═════ TEXTAUSZUG ═════
Gold- und Silberschalen des Generals

Weitere wichtige Funde aus Tanis, die sich heute u. a. im Ägyptischen Museum Kairo und dem Louvre in Paris befinden, sind Mähnensphingen des Königs Amenemhet III. aus dem Mittleren Reich (z. B. Museum Kairo, Inv.-Nr. JE 15.210), die Granit-Büste dieses Königs als Priester (Museum Kairo, Inv.-Nr. JE 20.001 = CG 395) und die Granit-Doppelstatue des Fische und Blumen opfernden Königs Amenemhet III. als Nilgott, die „Fischopferer-Statue“, die durch Psusennes I. usurpiert wurde (Museum Kairo, Inv.-Nr. JE 18.221 = CG 392).[13]

Fischopferer-Statue
Mähnensphinx Amenemhets III.
Sphinx Scheschonqs I.
Gott Hauron beschützt den jungen Ramses II.

Zu weiteren Funden aus Tanis gehören zwei Granit-Statuen Sobekhoteps IV., 13. Dynastie (Louvre, Inv.-Nr. A.16; Museum Kairo), eine Diorit-Kolossalstatue Ramses’ II. (Louvre, Inv.-Nr. A.20), die Vierhundertjahrstele Ramses’ II., auf der er Wein im 400. Jahr des Seth an den Gott Seth-des-Ramses opfert (Museum Kairo, Inv.-Nr. JE 60.539),[14] die 2,31 Meter hohe Granitstatue des kanaanäischen Gottes Hauron/Huron als Falke, der den hockenden Ramses II. als Kind beschützt (Museum Kairo, Inv.-Nr. JE 64.735),[13] eine Sphinx Scheschonqs I. (Louvre, Inv.-Nr. A.23) und eine Kalksteinstele des Königs Ptolemaios III. Euergetes I. mit dem dreisprachigen Kanopus-Dekret (Museum Kairo, Inv.-Nr. JE 22.187), die in ihrer Bedeutung mit dem Stein von Rosette vergleichbar ist. Das Dekret enthält Ereignisse aus dem altägyptischen Kalender.[15]

Anreise[Bearbeiten]

Karte
Lageplan von Tanis
Museum von Tanis im Eingangsbereich. Rechts befindet sich der Sargdeckel des Hornacht aus dem Königsgrab 1.
═════
#### AUFGABEN:
• A. Beantworten Sie anhand des Textauszugs über die Funde aus Tanis:
(i) Als welcher Gott ist Amenemhet III. in der Granit-Doppelstatue dargestellt?
(ii) Wie hoch ist die Granitstatue des Gottes Hauron/Huron?
(iii) Mit welchem Stein wird die Kalksteinstele mit dem Kanopus-Dekret in ihrer Bedeutung verglichen?
• B. Schreiben Sie aus dem Textauszug über die Funde aus Tanis den Abschnitt wortgetreu ab, der mit den Worten „Gold- und Silberschalen“ beginnt und mit „Mähnensphinx Amenemhets III.“ endet.
═════ VORLIEGENDE DATEN ═════
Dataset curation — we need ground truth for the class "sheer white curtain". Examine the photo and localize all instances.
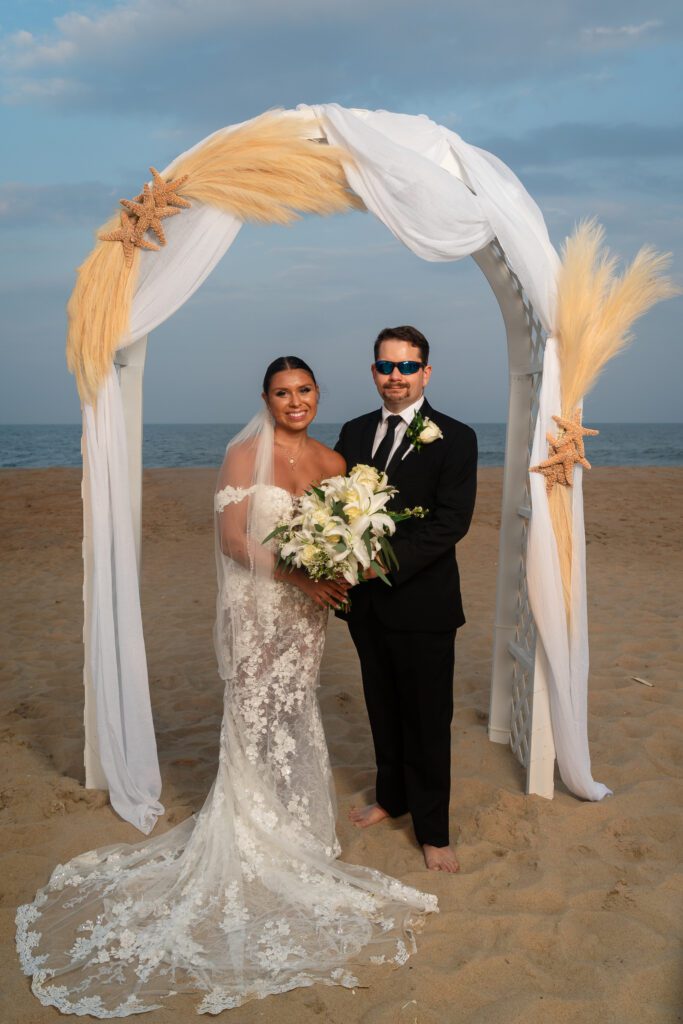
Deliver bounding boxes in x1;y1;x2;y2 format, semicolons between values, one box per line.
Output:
═════
#### LÖSUNGEN:
• A.
(i) Als Nilgott.
(ii) 2,31 Meter.
(iii) Mit dem Stein von Rosette.

• B.
Gold- und Silberschalen des Generals

Weitere wichtige Funde aus Tanis, die sich heute u. a. im Ägyptischen Museum Kairo und dem Louvre in Paris befinden, sind Mähnensphingen des Königs Amenemhet III. aus dem Mittleren Reich (z. B. Museum Kairo, Inv.-Nr. JE 15.210), die Granit-Büste dieses Königs als Priester (Museum Kairo, Inv.-Nr. JE 20.001 = CG 395) und die Granit-Doppelstatue des Fische und Blumen opfernden Königs Amenemhet III. als Nilgott, die „Fischopferer-Statue“, die durch Psusennes I. usurpiert wurde (Museum Kairo, Inv.-Nr. JE 18.221 = CG 392).[13]

Fischopferer-Statue
Mähnensphinx Amenemhets III.